*ABOUT THIS EXERCISE*
The required output is a word-for-word restatement of the material below, from the line with "Annotate the rectangular" through its last line, inclusive.

******************************

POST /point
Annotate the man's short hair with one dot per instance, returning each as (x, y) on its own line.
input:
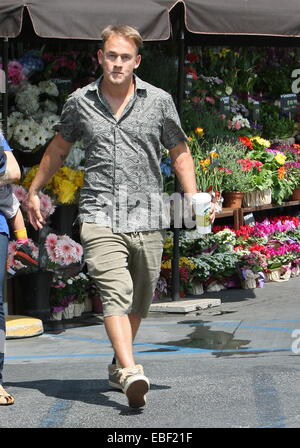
(125, 31)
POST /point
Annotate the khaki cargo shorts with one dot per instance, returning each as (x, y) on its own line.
(125, 266)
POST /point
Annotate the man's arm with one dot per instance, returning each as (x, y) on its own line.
(55, 154)
(12, 172)
(183, 165)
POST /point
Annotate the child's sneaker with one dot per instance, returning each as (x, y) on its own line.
(24, 254)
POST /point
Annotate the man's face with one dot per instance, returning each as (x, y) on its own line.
(118, 59)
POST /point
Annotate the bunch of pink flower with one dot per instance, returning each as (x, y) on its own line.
(15, 72)
(62, 250)
(248, 164)
(16, 264)
(46, 202)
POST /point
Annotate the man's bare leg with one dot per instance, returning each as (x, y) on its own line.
(121, 331)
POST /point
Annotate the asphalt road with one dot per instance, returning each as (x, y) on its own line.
(233, 366)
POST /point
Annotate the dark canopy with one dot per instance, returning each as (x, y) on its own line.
(84, 19)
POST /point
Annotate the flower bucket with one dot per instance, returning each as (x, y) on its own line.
(233, 199)
(88, 305)
(68, 312)
(63, 218)
(56, 315)
(32, 292)
(78, 309)
(256, 198)
(296, 195)
(196, 288)
(278, 275)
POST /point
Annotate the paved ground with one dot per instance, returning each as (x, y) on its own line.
(233, 366)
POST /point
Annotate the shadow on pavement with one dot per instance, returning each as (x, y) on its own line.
(87, 391)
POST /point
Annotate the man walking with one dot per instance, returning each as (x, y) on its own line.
(123, 122)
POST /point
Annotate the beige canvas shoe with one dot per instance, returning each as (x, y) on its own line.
(135, 385)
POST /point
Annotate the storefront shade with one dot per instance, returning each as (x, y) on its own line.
(78, 19)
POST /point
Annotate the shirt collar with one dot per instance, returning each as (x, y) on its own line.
(140, 84)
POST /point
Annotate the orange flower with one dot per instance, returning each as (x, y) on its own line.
(281, 172)
(199, 131)
(246, 141)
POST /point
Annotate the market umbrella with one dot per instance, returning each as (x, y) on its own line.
(77, 19)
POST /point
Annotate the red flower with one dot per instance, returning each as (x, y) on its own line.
(192, 57)
(247, 142)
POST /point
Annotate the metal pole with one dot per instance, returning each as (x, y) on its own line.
(5, 94)
(175, 285)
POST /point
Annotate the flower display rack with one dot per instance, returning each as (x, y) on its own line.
(239, 213)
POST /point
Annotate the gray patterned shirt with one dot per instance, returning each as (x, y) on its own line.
(123, 183)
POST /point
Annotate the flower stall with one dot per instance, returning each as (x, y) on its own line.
(244, 142)
(268, 250)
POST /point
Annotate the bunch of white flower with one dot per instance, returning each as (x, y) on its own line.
(27, 98)
(238, 121)
(48, 87)
(76, 155)
(27, 133)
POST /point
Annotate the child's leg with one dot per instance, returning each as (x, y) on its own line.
(18, 225)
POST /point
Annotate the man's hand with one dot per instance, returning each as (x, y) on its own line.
(212, 212)
(34, 211)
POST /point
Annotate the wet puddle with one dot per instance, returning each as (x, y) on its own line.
(222, 343)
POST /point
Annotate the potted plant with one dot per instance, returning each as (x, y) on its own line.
(56, 254)
(64, 187)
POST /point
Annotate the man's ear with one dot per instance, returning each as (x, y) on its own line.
(138, 61)
(100, 56)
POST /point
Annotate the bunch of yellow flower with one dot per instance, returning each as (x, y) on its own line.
(63, 185)
(183, 262)
(260, 143)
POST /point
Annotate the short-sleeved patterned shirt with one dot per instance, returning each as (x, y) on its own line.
(122, 183)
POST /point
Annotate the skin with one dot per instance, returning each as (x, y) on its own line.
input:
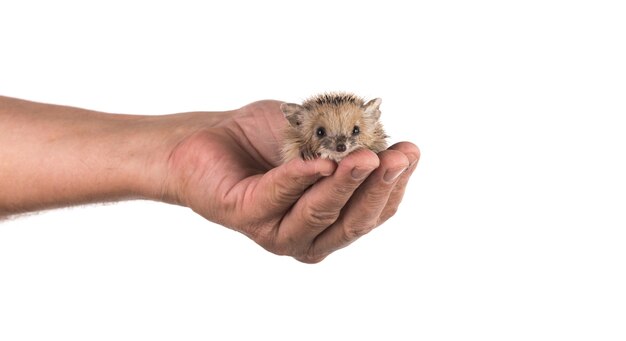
(223, 165)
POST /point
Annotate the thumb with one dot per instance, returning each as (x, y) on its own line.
(282, 186)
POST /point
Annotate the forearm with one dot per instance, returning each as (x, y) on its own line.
(54, 156)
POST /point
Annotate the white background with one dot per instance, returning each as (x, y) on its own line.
(513, 227)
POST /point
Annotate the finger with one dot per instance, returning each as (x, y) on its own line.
(362, 212)
(321, 205)
(412, 152)
(282, 186)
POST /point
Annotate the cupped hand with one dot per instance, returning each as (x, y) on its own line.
(230, 173)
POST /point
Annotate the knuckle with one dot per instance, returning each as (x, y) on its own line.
(388, 213)
(353, 232)
(311, 258)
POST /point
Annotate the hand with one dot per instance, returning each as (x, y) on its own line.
(230, 173)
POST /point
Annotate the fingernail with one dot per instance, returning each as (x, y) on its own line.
(392, 174)
(360, 173)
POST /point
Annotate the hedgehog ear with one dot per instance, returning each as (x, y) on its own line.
(372, 108)
(293, 113)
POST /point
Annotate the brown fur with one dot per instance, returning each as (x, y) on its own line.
(337, 114)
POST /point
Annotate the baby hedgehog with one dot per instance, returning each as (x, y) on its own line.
(332, 125)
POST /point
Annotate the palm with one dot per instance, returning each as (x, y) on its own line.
(227, 161)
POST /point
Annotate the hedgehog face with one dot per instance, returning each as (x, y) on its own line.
(332, 126)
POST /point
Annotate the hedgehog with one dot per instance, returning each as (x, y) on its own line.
(332, 125)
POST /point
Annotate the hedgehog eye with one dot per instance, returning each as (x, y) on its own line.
(321, 132)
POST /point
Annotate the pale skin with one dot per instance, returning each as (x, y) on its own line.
(225, 166)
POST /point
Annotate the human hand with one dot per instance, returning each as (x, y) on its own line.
(230, 173)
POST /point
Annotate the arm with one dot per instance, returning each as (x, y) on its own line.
(55, 156)
(223, 165)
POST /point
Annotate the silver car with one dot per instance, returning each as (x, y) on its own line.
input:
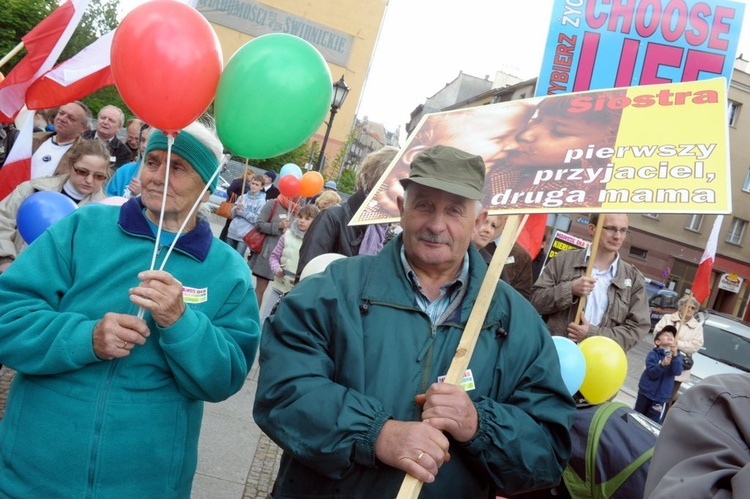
(726, 348)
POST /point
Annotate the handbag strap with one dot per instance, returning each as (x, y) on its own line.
(244, 179)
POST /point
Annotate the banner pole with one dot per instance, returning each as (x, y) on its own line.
(411, 486)
(10, 54)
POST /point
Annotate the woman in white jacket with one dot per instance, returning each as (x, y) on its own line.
(84, 184)
(689, 333)
(245, 214)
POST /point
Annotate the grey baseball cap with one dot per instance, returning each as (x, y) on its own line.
(448, 169)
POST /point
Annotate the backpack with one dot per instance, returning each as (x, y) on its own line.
(612, 449)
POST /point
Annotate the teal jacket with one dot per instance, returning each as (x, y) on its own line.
(78, 426)
(348, 349)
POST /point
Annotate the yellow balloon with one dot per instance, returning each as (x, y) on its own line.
(606, 368)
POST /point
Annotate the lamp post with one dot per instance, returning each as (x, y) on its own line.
(340, 91)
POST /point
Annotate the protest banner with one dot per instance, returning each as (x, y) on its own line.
(632, 150)
(596, 44)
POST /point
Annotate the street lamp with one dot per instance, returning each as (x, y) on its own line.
(340, 91)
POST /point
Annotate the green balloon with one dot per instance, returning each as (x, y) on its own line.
(272, 96)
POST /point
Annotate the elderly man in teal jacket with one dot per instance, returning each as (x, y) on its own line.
(107, 404)
(351, 364)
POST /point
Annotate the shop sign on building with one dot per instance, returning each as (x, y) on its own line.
(256, 19)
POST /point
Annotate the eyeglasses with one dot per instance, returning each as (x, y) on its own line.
(100, 177)
(613, 230)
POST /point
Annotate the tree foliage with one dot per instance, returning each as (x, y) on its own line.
(346, 182)
(99, 19)
(298, 156)
(17, 19)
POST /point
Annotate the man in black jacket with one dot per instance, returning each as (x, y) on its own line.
(330, 231)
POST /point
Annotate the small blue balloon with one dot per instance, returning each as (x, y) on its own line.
(40, 210)
(290, 169)
(572, 363)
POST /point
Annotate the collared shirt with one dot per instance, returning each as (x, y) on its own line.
(450, 296)
(597, 301)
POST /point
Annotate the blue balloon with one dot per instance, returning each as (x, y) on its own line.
(290, 169)
(572, 363)
(39, 211)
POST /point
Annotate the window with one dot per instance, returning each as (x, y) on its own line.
(639, 253)
(694, 223)
(736, 231)
(733, 110)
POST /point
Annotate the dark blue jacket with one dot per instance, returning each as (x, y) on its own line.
(657, 381)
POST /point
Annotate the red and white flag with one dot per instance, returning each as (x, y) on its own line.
(44, 44)
(702, 281)
(17, 166)
(84, 73)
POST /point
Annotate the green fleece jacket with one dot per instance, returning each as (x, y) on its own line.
(78, 426)
(349, 349)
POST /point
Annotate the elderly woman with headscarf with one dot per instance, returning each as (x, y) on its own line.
(84, 183)
(689, 336)
(105, 403)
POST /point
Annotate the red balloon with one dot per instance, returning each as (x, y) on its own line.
(311, 184)
(289, 186)
(166, 61)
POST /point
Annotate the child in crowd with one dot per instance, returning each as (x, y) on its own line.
(245, 214)
(326, 199)
(285, 257)
(662, 365)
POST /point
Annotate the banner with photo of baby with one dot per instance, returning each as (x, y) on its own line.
(633, 150)
(594, 44)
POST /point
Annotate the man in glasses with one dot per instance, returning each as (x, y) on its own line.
(616, 304)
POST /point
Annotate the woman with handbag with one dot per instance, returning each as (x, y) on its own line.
(245, 213)
(274, 219)
(689, 336)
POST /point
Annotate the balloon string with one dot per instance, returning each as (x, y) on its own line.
(170, 141)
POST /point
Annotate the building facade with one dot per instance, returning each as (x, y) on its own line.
(345, 33)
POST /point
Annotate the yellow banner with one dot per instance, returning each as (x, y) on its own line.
(645, 149)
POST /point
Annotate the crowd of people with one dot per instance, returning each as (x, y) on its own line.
(115, 359)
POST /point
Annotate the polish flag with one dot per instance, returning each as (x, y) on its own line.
(17, 166)
(702, 281)
(532, 234)
(84, 73)
(44, 44)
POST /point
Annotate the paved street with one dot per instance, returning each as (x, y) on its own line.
(237, 461)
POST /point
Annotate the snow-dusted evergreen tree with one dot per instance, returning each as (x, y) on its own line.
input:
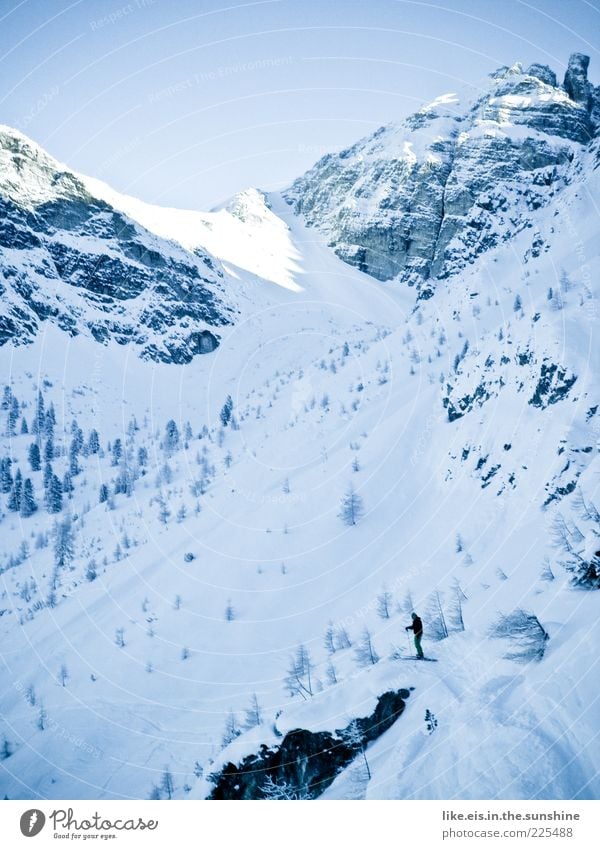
(6, 478)
(53, 495)
(49, 451)
(526, 634)
(279, 789)
(231, 730)
(353, 736)
(351, 508)
(384, 604)
(163, 511)
(12, 417)
(74, 467)
(455, 616)
(67, 485)
(37, 426)
(171, 440)
(35, 460)
(166, 783)
(226, 411)
(436, 620)
(64, 542)
(364, 650)
(253, 713)
(299, 675)
(28, 504)
(329, 639)
(5, 750)
(330, 673)
(93, 445)
(342, 638)
(117, 452)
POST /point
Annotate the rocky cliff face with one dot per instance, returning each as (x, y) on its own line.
(70, 258)
(422, 199)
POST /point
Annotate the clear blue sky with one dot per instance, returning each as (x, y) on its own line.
(184, 102)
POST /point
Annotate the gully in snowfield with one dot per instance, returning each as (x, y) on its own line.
(417, 628)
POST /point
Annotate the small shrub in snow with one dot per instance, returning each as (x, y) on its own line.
(525, 633)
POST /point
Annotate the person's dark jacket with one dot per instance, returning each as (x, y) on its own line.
(417, 626)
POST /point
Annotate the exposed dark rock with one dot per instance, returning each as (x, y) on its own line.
(306, 761)
(576, 82)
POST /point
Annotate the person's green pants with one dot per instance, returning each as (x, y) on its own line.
(418, 638)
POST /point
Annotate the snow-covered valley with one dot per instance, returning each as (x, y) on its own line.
(152, 623)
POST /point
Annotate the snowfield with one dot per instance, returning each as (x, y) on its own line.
(467, 424)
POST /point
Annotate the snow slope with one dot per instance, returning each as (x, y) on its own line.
(465, 456)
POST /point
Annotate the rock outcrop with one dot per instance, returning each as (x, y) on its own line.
(420, 200)
(306, 762)
(72, 259)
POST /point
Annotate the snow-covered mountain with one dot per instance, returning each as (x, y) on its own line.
(420, 200)
(186, 607)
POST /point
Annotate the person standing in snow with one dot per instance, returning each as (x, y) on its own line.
(417, 629)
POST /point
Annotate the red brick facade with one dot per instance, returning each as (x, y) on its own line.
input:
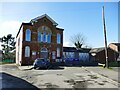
(34, 45)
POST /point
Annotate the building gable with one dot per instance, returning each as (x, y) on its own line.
(40, 17)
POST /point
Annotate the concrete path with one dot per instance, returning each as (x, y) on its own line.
(105, 72)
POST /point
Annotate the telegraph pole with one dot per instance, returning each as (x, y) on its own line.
(105, 37)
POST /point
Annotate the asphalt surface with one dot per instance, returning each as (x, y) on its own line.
(65, 77)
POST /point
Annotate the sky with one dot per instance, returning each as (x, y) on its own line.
(73, 17)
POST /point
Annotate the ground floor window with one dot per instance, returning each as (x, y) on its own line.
(44, 53)
(58, 52)
(53, 55)
(27, 51)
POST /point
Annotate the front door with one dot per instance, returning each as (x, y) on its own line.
(44, 53)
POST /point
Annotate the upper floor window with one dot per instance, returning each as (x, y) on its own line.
(39, 36)
(58, 52)
(58, 38)
(44, 36)
(49, 38)
(27, 51)
(28, 35)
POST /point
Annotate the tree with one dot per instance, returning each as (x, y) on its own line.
(78, 40)
(8, 44)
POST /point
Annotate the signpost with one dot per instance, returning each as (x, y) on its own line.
(105, 37)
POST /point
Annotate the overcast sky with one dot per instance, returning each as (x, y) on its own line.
(77, 17)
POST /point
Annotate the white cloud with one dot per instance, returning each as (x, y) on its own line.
(67, 44)
(9, 27)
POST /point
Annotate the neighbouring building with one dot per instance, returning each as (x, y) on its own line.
(71, 54)
(98, 54)
(80, 57)
(40, 38)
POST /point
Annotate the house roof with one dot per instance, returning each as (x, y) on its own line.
(21, 27)
(73, 49)
(44, 15)
(117, 44)
(96, 50)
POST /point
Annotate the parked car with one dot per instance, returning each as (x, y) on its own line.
(41, 63)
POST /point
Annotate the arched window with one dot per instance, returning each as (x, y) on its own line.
(27, 51)
(28, 35)
(58, 38)
(49, 38)
(44, 49)
(39, 36)
(58, 52)
(44, 37)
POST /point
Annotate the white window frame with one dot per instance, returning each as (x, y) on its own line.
(27, 51)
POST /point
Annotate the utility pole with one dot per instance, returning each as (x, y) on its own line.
(105, 38)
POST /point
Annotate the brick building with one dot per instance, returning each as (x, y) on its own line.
(40, 38)
(115, 46)
(98, 54)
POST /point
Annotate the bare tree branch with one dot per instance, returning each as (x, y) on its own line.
(78, 40)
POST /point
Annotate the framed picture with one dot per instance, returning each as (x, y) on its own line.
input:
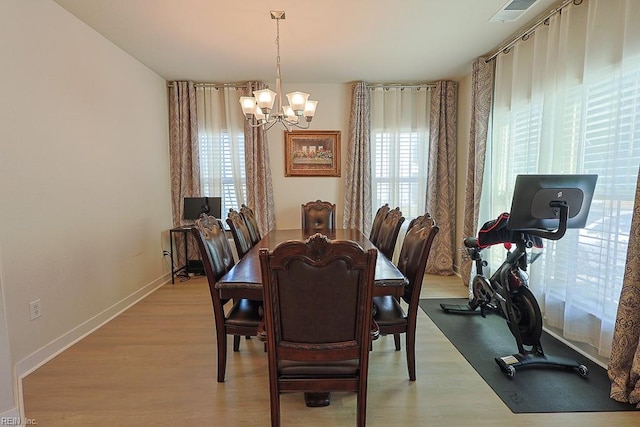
(312, 153)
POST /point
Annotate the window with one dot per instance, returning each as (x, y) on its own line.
(221, 145)
(583, 121)
(399, 171)
(400, 148)
(221, 156)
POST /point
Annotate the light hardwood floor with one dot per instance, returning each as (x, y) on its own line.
(155, 365)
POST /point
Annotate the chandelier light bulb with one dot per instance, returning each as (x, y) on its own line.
(260, 106)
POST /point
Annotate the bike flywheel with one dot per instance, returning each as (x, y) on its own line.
(528, 316)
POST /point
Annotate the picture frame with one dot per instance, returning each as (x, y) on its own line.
(312, 153)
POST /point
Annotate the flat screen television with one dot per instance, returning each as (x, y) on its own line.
(533, 194)
(194, 206)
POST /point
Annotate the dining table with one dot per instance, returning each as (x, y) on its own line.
(244, 280)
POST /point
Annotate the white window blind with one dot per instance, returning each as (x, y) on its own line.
(221, 145)
(218, 154)
(585, 126)
(400, 148)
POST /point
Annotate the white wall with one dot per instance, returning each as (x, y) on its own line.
(84, 179)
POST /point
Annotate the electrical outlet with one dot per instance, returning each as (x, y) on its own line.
(35, 309)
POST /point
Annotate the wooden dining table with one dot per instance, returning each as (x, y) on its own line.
(244, 280)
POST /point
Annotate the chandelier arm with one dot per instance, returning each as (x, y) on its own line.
(264, 98)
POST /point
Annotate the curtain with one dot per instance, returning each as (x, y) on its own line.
(481, 98)
(441, 187)
(183, 156)
(624, 366)
(258, 170)
(400, 147)
(567, 100)
(222, 145)
(357, 205)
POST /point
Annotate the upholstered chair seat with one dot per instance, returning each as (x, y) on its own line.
(245, 316)
(318, 217)
(389, 314)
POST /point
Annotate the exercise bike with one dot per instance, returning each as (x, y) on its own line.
(507, 292)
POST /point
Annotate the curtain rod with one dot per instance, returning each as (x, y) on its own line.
(401, 85)
(524, 35)
(215, 85)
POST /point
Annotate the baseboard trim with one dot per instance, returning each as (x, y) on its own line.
(39, 357)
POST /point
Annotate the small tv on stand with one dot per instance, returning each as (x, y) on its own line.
(537, 198)
(194, 206)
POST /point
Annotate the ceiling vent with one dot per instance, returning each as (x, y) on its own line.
(513, 10)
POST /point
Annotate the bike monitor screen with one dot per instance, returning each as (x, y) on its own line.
(533, 196)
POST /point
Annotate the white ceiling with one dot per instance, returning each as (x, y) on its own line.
(321, 41)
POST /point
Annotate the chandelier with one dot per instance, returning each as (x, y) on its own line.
(260, 105)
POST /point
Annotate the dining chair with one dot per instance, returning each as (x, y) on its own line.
(318, 217)
(240, 232)
(318, 302)
(252, 223)
(244, 317)
(388, 233)
(377, 222)
(388, 311)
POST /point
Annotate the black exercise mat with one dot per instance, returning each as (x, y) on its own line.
(531, 389)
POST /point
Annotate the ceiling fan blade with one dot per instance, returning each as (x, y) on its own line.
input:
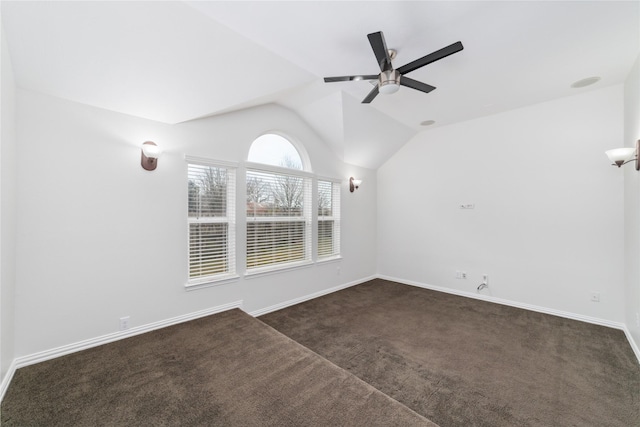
(432, 57)
(414, 84)
(380, 50)
(350, 78)
(374, 92)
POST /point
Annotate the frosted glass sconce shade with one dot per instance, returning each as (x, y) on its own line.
(150, 154)
(354, 184)
(621, 156)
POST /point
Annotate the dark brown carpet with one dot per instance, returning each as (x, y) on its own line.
(223, 370)
(464, 362)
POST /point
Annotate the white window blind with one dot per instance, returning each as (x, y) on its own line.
(328, 219)
(211, 222)
(278, 220)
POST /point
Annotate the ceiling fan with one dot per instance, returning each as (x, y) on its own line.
(390, 80)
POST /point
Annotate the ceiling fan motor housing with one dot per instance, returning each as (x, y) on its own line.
(389, 81)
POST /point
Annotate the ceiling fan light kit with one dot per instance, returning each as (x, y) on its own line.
(389, 82)
(390, 79)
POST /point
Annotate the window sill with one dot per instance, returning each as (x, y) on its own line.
(265, 271)
(209, 282)
(335, 258)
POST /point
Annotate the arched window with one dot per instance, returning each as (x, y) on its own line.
(275, 150)
(278, 206)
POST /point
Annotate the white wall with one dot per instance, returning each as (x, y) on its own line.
(548, 220)
(632, 204)
(7, 212)
(100, 238)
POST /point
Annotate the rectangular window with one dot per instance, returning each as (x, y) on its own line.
(211, 221)
(278, 220)
(328, 219)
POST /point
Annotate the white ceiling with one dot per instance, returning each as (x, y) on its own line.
(177, 61)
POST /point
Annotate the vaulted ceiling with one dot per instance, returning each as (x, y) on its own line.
(183, 60)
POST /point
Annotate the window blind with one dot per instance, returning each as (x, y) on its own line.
(328, 219)
(211, 219)
(278, 219)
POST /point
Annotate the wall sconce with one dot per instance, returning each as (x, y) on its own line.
(354, 184)
(150, 154)
(622, 156)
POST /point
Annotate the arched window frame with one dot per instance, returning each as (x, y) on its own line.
(279, 222)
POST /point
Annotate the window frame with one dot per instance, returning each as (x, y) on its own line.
(306, 217)
(231, 219)
(336, 194)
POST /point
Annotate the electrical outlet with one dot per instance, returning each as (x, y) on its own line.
(124, 323)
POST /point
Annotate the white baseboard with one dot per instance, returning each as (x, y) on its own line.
(304, 298)
(539, 309)
(4, 385)
(632, 342)
(105, 339)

******************************

*COMPLETED EXERCISE*
Annotate the rectangular window with one dot per instance, returning each as (x, y) on its own line.
(211, 221)
(278, 220)
(328, 219)
POST /point
Annotate the white ceiling with one dot per instance, returning each as (x, y) on its own line.
(177, 61)
POST /point
Annotate the vaulted ceiling with one dot per instance, returning each as (x, y) on its own line.
(183, 60)
POST /point
Annotate the window blind with one dot per instance, returning each as (x, y) on its own line.
(328, 219)
(211, 219)
(278, 219)
POST /point
Annotate the wall sconce with one dot per instance, returning each as (x, y) on its own line.
(354, 184)
(150, 154)
(622, 156)
POST /point
Annotate the arched window frame with one dot per instance, returning each as (x, y) on its own line.
(279, 222)
POST /point
Annotate the window frame with one dot per instance, returning each as (x, y) on its own line.
(306, 217)
(231, 219)
(336, 194)
POST /point
Annotate the electrical outlet with one dot per instance, returning each as (x, y) on its own line.
(124, 323)
POST /point
Annotate the white baseboard with one dot per instance, returning each as (x, y) on its own line.
(304, 298)
(539, 309)
(4, 385)
(632, 342)
(105, 339)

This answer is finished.